┌─ TEXT
Zhengchao Gao

Conditioned medium of olfactory ensheathing cells promotes the functional recovery and axonal regeneration after contusive spinal cord injury.

OBJECTIVE To investigate the effectiveness and the potential role of olfactory ensheathing cell conditioned medium (OEC-M) to treat contusive spinal cord injury (SCI). METHODS The contusive SCI model was established by NYU weight-drop impactor at T10 segment. Male Sprague-Dawley rats received intraperitoneal injection of control medium (Con-M, n=18), low dose OEC-M (n=18) and high dose OEC-M (n=18). Immunofluorescence was performed to identify the purity of cultured OECs. BBB score was used to assess the functional recovery. BDNF concentrations of OEC-M, Con-M and rats plasma samples were determined by ELISA. Conventional MRI and diffusion tensor tractography (DTT) were applied to visualize the repair process of SCI. Diffusion tensor imaging (DTI) and immunohistochemistry of NF200 were carried out to evaluate the axonal regeneration. RESULTS After the systemic delivery of treatment, BBB scores and BDNF levels in peripheral blood were significantly higher in OEC-M treated groups than in Con-M group. MRI and DTT demonstrated a better radiological recovery after SCI in OEC-M treated groups and higher dose of OEC-M were accompanied with better outcomes. DTI and NF200 staining revealed the OEC-M treatment promoted axonal regeneration around the injury epicenter but no axonal regeneration was observed at the lesion site. CONCLUSION The results indicate that the OEC-M treatment improves the functional recovery and promotes the axonal regeneration around the injury epicenter after contusive SCI. This strategy represents a novel cell-free OEC based therapy to effectively treat SCI.
└─
PROBLEM TO SOLVE: Copy the passage of the spinal cord injury abstract from "Zhengchao Gao" to "spinal cord injury." word for word.
┌─ PROVIDED MATERIAL
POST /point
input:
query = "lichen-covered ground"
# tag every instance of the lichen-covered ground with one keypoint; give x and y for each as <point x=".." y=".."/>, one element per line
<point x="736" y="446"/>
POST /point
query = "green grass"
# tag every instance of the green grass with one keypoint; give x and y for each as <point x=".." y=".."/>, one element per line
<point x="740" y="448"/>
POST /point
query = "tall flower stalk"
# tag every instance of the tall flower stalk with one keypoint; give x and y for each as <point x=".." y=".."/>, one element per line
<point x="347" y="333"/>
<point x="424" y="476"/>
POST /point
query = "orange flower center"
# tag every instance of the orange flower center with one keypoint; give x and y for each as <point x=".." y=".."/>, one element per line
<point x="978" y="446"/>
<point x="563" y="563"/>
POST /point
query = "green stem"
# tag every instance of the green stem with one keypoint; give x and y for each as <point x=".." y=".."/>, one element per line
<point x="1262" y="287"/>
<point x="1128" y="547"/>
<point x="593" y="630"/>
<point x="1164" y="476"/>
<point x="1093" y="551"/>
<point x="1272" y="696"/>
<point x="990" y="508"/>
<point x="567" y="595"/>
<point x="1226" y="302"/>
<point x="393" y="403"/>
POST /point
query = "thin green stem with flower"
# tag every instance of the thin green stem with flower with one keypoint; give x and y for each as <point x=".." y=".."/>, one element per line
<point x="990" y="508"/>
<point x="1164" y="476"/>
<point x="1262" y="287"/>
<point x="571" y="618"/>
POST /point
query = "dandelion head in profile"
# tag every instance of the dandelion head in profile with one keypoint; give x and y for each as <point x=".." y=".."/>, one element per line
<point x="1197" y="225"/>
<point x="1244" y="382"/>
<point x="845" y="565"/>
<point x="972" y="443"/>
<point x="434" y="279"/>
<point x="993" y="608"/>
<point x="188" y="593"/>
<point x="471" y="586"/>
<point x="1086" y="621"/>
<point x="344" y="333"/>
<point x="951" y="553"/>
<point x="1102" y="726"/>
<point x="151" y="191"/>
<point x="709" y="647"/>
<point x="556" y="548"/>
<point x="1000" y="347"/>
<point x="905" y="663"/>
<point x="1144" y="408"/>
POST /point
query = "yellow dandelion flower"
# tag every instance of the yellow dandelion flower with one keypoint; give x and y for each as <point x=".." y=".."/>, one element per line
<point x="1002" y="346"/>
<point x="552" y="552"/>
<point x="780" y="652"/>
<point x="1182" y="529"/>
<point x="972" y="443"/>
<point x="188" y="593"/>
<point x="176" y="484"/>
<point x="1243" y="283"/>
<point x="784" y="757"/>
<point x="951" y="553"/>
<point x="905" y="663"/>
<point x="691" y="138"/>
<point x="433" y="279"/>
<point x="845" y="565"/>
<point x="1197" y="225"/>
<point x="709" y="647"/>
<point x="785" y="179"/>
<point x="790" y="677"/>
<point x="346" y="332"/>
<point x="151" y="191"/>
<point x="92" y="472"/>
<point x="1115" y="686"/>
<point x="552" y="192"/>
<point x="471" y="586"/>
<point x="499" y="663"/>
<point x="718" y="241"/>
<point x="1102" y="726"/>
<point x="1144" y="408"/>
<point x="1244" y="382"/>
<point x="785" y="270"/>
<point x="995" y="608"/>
└─
ANSWER SPACE:
Zhengchao Gao

Conditioned medium of olfactory ensheathing cells promotes the functional recovery and axonal regeneration after contusive spinal cord injury.